Wenn es um die Abwanderung von Millionen Arbeitskräften, von Fachkräften geht, sollte man nicht wenigstens aufzeigen, wem es nutzt und wem es schadet. (8)
Obwohl das Thema „Flüchtlinge“ in den Medien gegenwärtig überstrapaziert wird, kann ich nicht umhin, das ‚zweischneidige Schwert‘ zu sehen. Die vielen jungen Arbeitskräfte, die jetzt nach Deutschland kommen, fehlen doch in den Herkunftsländern. Das gilt erst recht für diejenigen, die in Deutschland und anderen entwickelten Ländern studieren und eben häufig nicht in ihre Heimatländer zurückkehren, besonders die nicht, die sich auf Grund ihrer Leistungen relativ leicht in Deutschland zu integrieren vermögen. Deshalb schreibe ich in meinen Memoiren, dass für mich am Herder-Institut der „Unterstützungsgedanke wesentlich“ war, der sich in der Verpflichtung zeigte, die ausgebildeten Fachkräfte möglichst schnell und gut aus-gebildet in ihre Heimatländer zurückkehren zu lassen. Damit widersetzte sich die DDR dem ‚Brain Drain westlicher Länder‘. Ich weiß, dass es heute nicht durchzusetzen ist, doch wenn man die ‚unterentwickelten‘ Länder wirklich entwickeln und den Flüchtlingsstrom eindämmen will, muss man sich etwas einfallen lassen, damit das Brain Drain gestoppt werden kann. Da kommt man wahrscheinlich nicht umhin, sich mit den Herkunftsländern zu verständigen. Es kann doch nicht sein, dass sich der Westen der wie auch immer Ausgebildeten einfach bedient, ohne wenigstens die Ausbildungskosten in den jeweiligen Herkunftsländern zu begleichen. Natürlich ist es ein humaner Gedanke, z.B. syrische Flüchtlinge in Deutschland zu qualifizieren mit dem Ziel, sie auf den Aufbau ihres zerstörten Landes vorzubereiten. Doch die wenigstens werden zurückkehren, weil für sie in Syrien in den meisten Fällen der Weg viel steiniger sein würde.

★ ★ ★ ★ ★ ★ ★

Aufgabe 1:
Beantworte die folgenden Fragen zum Textauszug:
(a) In welcher Schrift steht laut Text, dass der „Unterstützungsgedanke wesentlich“ war?
(b) An welchem Institut galt dieser Gedanke?
(c) Flüchtlinge aus welchem Land nennt der Text als Beispiel für eine Qualifizierung in Deutschland?
Aufgabe 2: Schreibe aus dem Textauszug alles von „Wenn es um die“ bis hinunter zu „es schadet. (8)“ ab und ersetze dabei „Abwanderung“ durch „Auswanderung“.
Aufgabe 3: Zähle alle Staaten auf, die im Textauszug namentlich genannt werden.

Einträge aus einem Datensatz
★ ★ ★ ★ ★ ★ ★

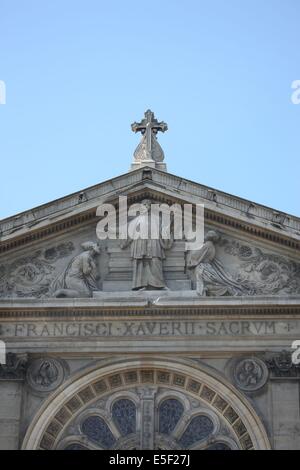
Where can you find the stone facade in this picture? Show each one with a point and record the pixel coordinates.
(201, 362)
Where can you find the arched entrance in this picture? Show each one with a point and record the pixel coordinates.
(147, 403)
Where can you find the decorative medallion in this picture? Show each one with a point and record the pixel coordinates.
(46, 374)
(250, 374)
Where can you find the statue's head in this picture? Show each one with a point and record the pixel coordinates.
(147, 203)
(212, 236)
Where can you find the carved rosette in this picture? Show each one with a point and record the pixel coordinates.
(46, 374)
(250, 374)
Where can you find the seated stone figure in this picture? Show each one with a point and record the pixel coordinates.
(79, 279)
(211, 277)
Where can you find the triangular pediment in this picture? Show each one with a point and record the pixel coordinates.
(257, 248)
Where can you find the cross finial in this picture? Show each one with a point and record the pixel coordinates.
(149, 152)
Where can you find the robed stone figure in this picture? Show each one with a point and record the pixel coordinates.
(147, 253)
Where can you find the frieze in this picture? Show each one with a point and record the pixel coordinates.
(167, 328)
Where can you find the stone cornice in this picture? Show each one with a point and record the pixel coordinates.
(92, 308)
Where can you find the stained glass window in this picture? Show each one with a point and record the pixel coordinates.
(198, 429)
(170, 412)
(96, 429)
(124, 416)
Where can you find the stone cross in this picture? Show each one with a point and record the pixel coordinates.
(149, 127)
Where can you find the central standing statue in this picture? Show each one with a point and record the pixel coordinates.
(147, 254)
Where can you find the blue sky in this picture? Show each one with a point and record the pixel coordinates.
(78, 73)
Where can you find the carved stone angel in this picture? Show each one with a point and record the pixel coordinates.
(211, 277)
(79, 279)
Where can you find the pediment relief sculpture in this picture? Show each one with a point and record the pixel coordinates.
(211, 277)
(147, 254)
(80, 277)
(223, 266)
(251, 271)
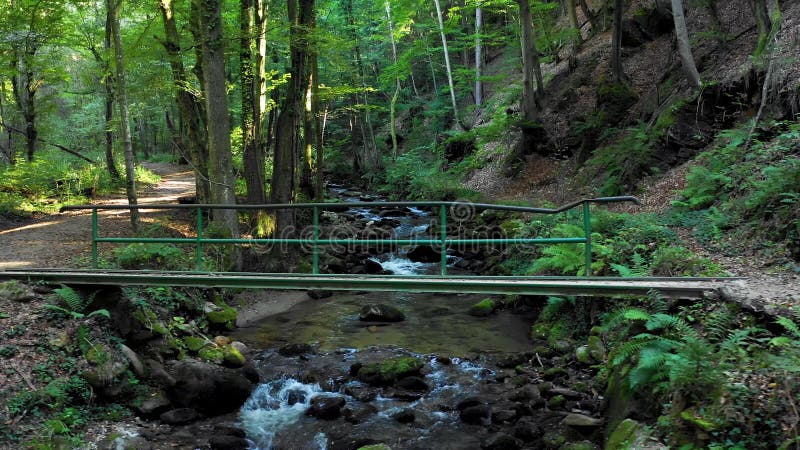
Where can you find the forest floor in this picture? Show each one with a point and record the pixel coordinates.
(61, 240)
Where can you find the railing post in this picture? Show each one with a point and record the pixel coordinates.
(94, 238)
(443, 223)
(587, 229)
(199, 247)
(315, 254)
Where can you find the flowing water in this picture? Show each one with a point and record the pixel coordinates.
(437, 328)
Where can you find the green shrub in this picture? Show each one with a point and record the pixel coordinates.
(150, 255)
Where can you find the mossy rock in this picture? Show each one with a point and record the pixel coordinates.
(390, 370)
(540, 331)
(704, 423)
(212, 354)
(597, 350)
(194, 343)
(483, 308)
(556, 402)
(582, 355)
(223, 317)
(97, 355)
(233, 357)
(624, 435)
(583, 445)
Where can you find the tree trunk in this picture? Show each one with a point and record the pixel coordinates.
(447, 63)
(616, 44)
(191, 109)
(114, 7)
(684, 48)
(287, 127)
(252, 153)
(530, 60)
(220, 171)
(393, 102)
(593, 19)
(478, 56)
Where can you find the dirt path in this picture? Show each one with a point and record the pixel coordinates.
(63, 240)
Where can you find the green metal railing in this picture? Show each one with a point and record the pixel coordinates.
(316, 242)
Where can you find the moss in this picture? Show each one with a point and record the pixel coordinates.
(193, 344)
(233, 357)
(390, 370)
(623, 435)
(540, 331)
(692, 416)
(212, 354)
(97, 355)
(224, 317)
(483, 308)
(556, 402)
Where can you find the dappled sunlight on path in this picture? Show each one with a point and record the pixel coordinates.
(64, 240)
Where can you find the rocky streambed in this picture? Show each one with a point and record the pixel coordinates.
(413, 371)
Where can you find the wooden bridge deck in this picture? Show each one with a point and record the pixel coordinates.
(691, 288)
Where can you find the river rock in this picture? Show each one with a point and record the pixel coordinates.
(226, 442)
(372, 267)
(180, 416)
(208, 388)
(153, 404)
(527, 429)
(424, 253)
(381, 313)
(405, 415)
(326, 407)
(295, 350)
(476, 415)
(317, 294)
(581, 421)
(413, 383)
(501, 441)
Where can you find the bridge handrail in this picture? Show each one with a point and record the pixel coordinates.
(443, 241)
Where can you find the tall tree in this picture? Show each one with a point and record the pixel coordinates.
(616, 44)
(113, 7)
(530, 67)
(190, 107)
(447, 62)
(220, 169)
(684, 48)
(252, 152)
(478, 55)
(288, 122)
(393, 102)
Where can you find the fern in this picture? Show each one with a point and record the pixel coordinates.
(71, 297)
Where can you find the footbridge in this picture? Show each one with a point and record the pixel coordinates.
(323, 234)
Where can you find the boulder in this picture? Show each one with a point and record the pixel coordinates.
(210, 389)
(424, 253)
(317, 294)
(501, 441)
(326, 407)
(390, 370)
(483, 308)
(476, 415)
(180, 416)
(381, 313)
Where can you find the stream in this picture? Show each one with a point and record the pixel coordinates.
(326, 342)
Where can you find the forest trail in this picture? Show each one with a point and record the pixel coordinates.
(59, 240)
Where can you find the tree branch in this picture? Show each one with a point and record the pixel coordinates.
(43, 141)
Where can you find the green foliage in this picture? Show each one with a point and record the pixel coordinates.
(150, 255)
(76, 304)
(620, 165)
(746, 187)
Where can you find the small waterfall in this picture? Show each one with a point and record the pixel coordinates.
(274, 406)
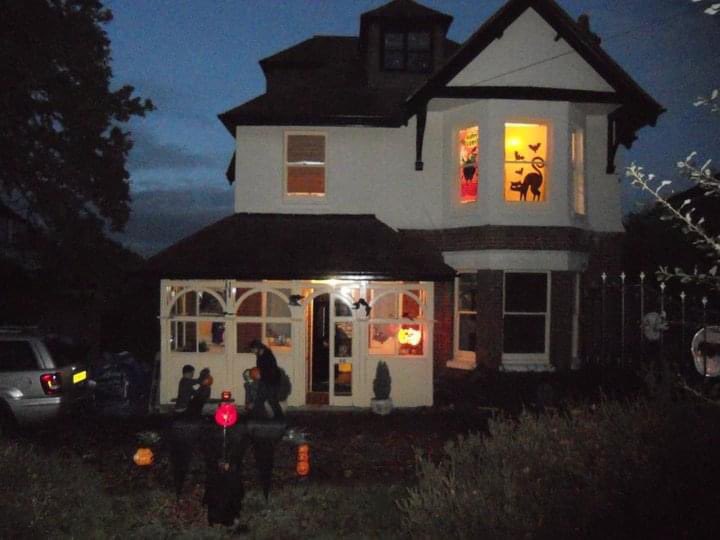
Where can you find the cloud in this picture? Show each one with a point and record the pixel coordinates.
(161, 217)
(148, 153)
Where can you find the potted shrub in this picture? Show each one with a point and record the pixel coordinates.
(381, 403)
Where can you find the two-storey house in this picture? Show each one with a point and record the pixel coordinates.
(403, 197)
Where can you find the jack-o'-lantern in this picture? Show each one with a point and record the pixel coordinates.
(409, 336)
(226, 414)
(143, 457)
(303, 460)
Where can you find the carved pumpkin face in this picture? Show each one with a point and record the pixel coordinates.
(143, 457)
(409, 336)
(302, 468)
(226, 414)
(303, 463)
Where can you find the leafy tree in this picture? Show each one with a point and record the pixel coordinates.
(62, 146)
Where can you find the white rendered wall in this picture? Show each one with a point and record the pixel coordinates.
(371, 170)
(368, 171)
(528, 55)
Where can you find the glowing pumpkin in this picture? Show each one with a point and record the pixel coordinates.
(143, 457)
(302, 468)
(226, 414)
(303, 462)
(409, 336)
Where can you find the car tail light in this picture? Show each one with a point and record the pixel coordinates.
(51, 383)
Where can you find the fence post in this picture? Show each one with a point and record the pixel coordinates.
(704, 303)
(622, 319)
(642, 316)
(682, 327)
(603, 350)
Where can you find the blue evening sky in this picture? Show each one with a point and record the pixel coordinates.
(197, 58)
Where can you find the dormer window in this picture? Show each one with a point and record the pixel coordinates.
(407, 51)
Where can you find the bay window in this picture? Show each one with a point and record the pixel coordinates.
(526, 153)
(526, 317)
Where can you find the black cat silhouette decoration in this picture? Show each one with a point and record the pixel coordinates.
(532, 181)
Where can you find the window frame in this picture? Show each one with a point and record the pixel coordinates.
(178, 321)
(578, 173)
(304, 197)
(547, 163)
(458, 166)
(461, 354)
(542, 358)
(406, 50)
(417, 294)
(263, 319)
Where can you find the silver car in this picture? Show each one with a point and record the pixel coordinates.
(40, 379)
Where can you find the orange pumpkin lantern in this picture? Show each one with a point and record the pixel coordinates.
(143, 457)
(302, 468)
(303, 462)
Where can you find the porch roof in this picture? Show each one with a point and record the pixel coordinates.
(295, 246)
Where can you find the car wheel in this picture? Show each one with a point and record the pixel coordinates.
(7, 421)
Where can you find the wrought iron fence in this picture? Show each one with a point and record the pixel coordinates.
(631, 320)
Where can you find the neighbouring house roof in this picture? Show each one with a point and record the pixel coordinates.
(293, 246)
(638, 107)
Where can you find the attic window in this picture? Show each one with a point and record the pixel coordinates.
(407, 51)
(305, 164)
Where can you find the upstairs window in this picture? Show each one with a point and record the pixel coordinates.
(305, 164)
(577, 159)
(468, 146)
(525, 162)
(407, 51)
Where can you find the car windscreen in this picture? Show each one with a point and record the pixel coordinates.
(65, 352)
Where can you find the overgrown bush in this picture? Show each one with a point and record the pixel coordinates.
(614, 469)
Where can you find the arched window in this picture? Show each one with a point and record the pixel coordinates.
(397, 326)
(197, 323)
(263, 315)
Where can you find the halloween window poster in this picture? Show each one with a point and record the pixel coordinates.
(468, 163)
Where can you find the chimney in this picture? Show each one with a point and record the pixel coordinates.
(584, 24)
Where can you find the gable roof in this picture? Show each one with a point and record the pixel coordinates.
(644, 108)
(299, 246)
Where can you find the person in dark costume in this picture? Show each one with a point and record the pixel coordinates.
(268, 384)
(186, 388)
(201, 395)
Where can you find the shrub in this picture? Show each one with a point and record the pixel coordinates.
(613, 469)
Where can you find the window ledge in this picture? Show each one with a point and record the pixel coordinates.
(526, 366)
(461, 364)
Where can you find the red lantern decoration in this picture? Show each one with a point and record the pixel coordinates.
(226, 414)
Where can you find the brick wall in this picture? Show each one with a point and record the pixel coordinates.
(562, 297)
(489, 318)
(443, 330)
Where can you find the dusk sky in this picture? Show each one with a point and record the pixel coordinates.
(197, 58)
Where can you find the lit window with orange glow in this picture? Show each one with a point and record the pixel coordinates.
(468, 146)
(525, 162)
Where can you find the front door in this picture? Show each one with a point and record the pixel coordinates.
(319, 380)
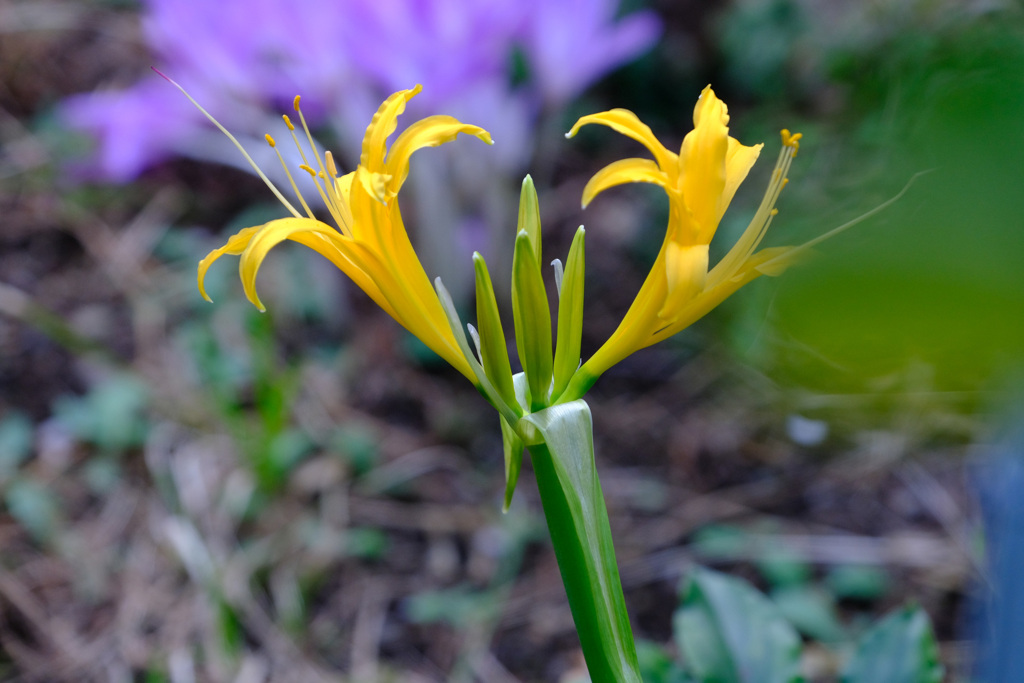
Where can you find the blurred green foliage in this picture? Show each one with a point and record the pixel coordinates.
(727, 632)
(937, 278)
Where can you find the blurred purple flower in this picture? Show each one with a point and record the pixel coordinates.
(243, 58)
(572, 43)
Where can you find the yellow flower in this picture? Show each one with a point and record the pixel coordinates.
(368, 240)
(700, 181)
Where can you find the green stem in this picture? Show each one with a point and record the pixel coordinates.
(587, 561)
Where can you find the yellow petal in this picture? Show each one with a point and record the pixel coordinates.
(738, 161)
(381, 126)
(627, 170)
(686, 272)
(236, 245)
(374, 183)
(268, 237)
(428, 132)
(627, 123)
(702, 159)
(774, 260)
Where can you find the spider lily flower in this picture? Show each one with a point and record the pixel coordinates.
(700, 181)
(368, 240)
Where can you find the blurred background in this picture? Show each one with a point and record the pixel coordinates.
(197, 492)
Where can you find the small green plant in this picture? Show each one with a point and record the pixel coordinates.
(725, 631)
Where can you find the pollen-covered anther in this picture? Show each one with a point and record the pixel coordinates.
(792, 140)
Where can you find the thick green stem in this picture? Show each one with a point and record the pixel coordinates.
(578, 521)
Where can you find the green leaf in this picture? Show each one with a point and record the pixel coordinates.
(569, 316)
(512, 445)
(730, 633)
(529, 217)
(35, 507)
(483, 384)
(15, 442)
(494, 352)
(899, 648)
(811, 610)
(532, 322)
(578, 521)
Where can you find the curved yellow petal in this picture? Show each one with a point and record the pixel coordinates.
(415, 308)
(270, 236)
(428, 132)
(627, 123)
(627, 170)
(686, 272)
(381, 127)
(374, 183)
(236, 245)
(702, 160)
(738, 162)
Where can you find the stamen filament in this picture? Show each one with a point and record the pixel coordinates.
(291, 180)
(259, 171)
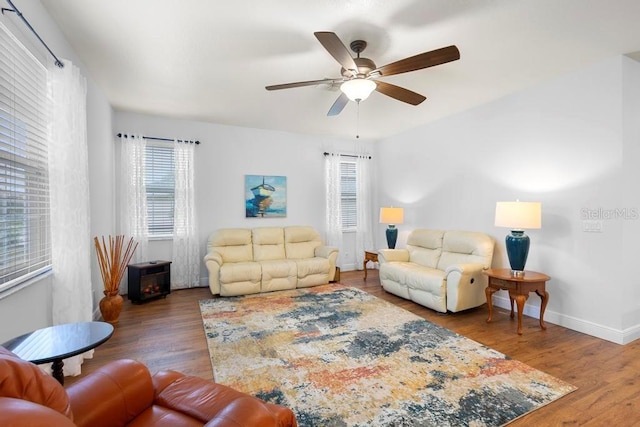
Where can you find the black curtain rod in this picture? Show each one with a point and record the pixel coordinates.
(155, 138)
(348, 155)
(17, 12)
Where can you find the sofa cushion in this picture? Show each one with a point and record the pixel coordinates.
(278, 275)
(233, 244)
(415, 276)
(466, 247)
(242, 278)
(23, 380)
(301, 242)
(425, 247)
(268, 243)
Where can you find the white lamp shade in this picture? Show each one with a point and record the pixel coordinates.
(391, 215)
(358, 89)
(519, 215)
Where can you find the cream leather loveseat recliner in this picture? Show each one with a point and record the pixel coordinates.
(439, 269)
(248, 261)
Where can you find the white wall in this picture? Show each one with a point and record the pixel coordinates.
(30, 307)
(560, 143)
(226, 154)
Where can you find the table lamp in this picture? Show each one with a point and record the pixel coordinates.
(391, 216)
(518, 216)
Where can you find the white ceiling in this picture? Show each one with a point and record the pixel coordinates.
(210, 60)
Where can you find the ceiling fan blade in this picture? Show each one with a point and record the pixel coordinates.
(301, 84)
(337, 49)
(338, 106)
(399, 93)
(418, 62)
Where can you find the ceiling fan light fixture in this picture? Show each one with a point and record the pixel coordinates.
(358, 89)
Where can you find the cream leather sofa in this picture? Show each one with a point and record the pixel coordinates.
(248, 261)
(439, 269)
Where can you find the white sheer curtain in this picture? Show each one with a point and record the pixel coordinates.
(185, 268)
(69, 185)
(364, 230)
(133, 202)
(333, 216)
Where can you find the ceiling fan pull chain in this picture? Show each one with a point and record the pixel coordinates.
(357, 119)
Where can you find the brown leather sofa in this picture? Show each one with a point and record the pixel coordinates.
(124, 393)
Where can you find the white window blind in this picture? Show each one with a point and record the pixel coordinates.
(25, 240)
(348, 195)
(160, 184)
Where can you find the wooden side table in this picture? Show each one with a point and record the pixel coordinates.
(519, 288)
(369, 256)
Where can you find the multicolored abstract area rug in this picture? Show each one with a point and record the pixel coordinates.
(339, 356)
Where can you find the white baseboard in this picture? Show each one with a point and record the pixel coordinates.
(580, 325)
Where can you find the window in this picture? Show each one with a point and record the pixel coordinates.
(25, 241)
(160, 185)
(348, 195)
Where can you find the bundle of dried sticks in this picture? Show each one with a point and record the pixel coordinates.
(113, 261)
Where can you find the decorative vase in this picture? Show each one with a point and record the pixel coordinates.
(111, 306)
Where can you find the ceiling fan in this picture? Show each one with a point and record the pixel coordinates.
(359, 75)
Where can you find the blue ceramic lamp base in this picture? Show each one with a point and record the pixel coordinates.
(392, 236)
(517, 244)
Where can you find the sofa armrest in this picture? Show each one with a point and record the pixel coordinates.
(216, 404)
(213, 261)
(24, 413)
(331, 253)
(465, 286)
(465, 268)
(393, 255)
(326, 251)
(113, 395)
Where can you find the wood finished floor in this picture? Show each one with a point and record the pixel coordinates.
(168, 334)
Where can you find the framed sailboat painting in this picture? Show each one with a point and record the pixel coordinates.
(265, 196)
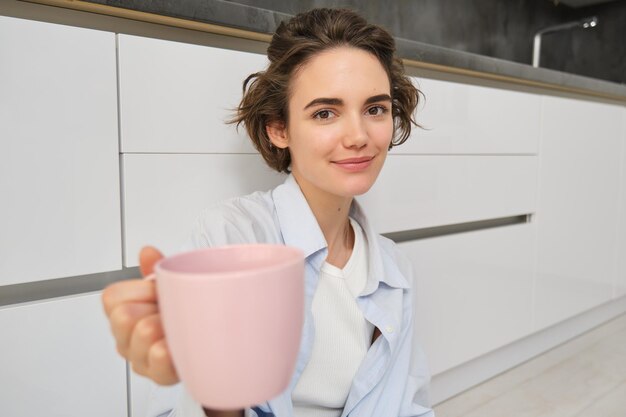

★ ★ ★ ★ ★ ★ ★

Antwortbereich 1:
(a) In den Memoiren.
(b) Am Herder-Institut.
(c) Aus Syrien.

Antwortbereich 2:
Wenn es um die Auswanderung von Millionen Arbeitskräften, von Fachkräften geht, sollte man nicht wenigstens aufzeigen, wem es nutzt und wem es schadet. (8)

Antwortbereich 3: Deutschland, DDR, Syrien